● **PASSAGE FOR REVIEW**:
↓
Drug dosing for nivolumab and comparators was based on the summaries of product characteristics. Drug wastage was considered in the model. For nivolumab and ipilimumab, the dosing based on the method of moments was applied to estimate the mean number of vials required using UK patient-level weight data from nivolumab and ipilimumab trials. All drug costs were sourced from the Monthly Index of Medical Specialities (MIMS) [32] and the electronic market information tool (eMit) [33]. Ipilimumab, dabrafenib, and vemurafenib each has a separate patient access scheme (PAS), providing each drug at a discounted cost that is commercially confidential. The known ipilimumab PAS (the same manufacturer as nivolumab) and the assumed PAS for dabrafenib and vemurafenib were used in the analysis, so that the estimated cost-effectiveness results were relevant to the reimbursement decision. Drug administration costs were based on the National Health Service (NHS) reference costs [34].

Resource use

The resource use quantity and frequency were sourced from the literature [6, 25] and updated according to UK clinical opinion to match current treatment practice in England. The length of palliative care is assumed to be 12 weeks based on clinical opinion. Unit costs were based on NHS reference costs.

One of the covariates for the fitted TTP curves is the proportion of patients treated with ipilimumab as a subsequent line of therapy. As the subsequent use of ipilimumab affects survival, the corresponding costs were also included in the model and applied to a proportion of patients receiving ipilimumab as subsequent treatment (except in the ipilimumab arm). The mean number of ipilimumab cycles as subsequent treatment was based on a previous NICE appraisal [35].

A summary of the key base case model inputs is presented in Supplemental Materials.

Sensitivity and scenario analyses

Probabilistic sensitivity analysis (PSA) was performed to assess the uncertainties associated with key model parameters (see Supplemental Materials for detailed distributions used in PSA). Univariate one-way sensitivity analysis (OWSA) was conducted to identify the most influential parameters. Finally, a wide range of scenario analyses were used to explore the uncertainty of the model results with regard to alternative model assumptions and sources of model inputs, including alternative parametric curves and assumptions regarding the maximum duration for nivolumab.
↑
● **REQUIRED TASKS**:
1. In the excerpt on model costs, why were the costs of ipilimumab given as subsequent treatment included in the model?
2. Reproduce the part of the excerpt on model costs from "The resource use" up to and including "NICE appraisal [35].".
The lines have no connection to the excerpt on model costs.

● **GIVEN INFORMATION**:
↓
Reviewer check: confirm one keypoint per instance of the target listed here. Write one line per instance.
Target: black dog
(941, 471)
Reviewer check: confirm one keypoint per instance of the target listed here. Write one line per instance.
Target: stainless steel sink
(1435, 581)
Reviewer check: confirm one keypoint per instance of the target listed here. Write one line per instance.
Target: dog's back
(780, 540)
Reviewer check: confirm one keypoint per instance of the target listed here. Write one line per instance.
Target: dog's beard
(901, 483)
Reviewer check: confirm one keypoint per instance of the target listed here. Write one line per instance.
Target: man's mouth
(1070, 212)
↑
● **YOUR RESPONSES**:
1. They were included because subsequent use of ipilimumab affects survival. The costs were applied to the proportion of patients receiving ipilimumab as subsequent treatment, except in the ipilimumab arm.

2.
The resource use quantity and frequency were sourced from the literature [6, 25] and updated according to UK clinical opinion to match current treatment practice in England. The length of palliative care is assumed to be 12 weeks based on clinical opinion. Unit costs were based on NHS reference costs.

One of the covariates for the fitted TTP curves is the proportion of patients treated with ipilimumab as a subsequent line of therapy. As the subsequent use of ipilimumab affects survival, the corresponding costs were also included in the model and applied to a proportion of patients receiving ipilimumab as subsequent treatment (except in the ipilimumab arm). The mean number of ipilimumab cycles as subsequent treatment was based on a previous NICE appraisal [35].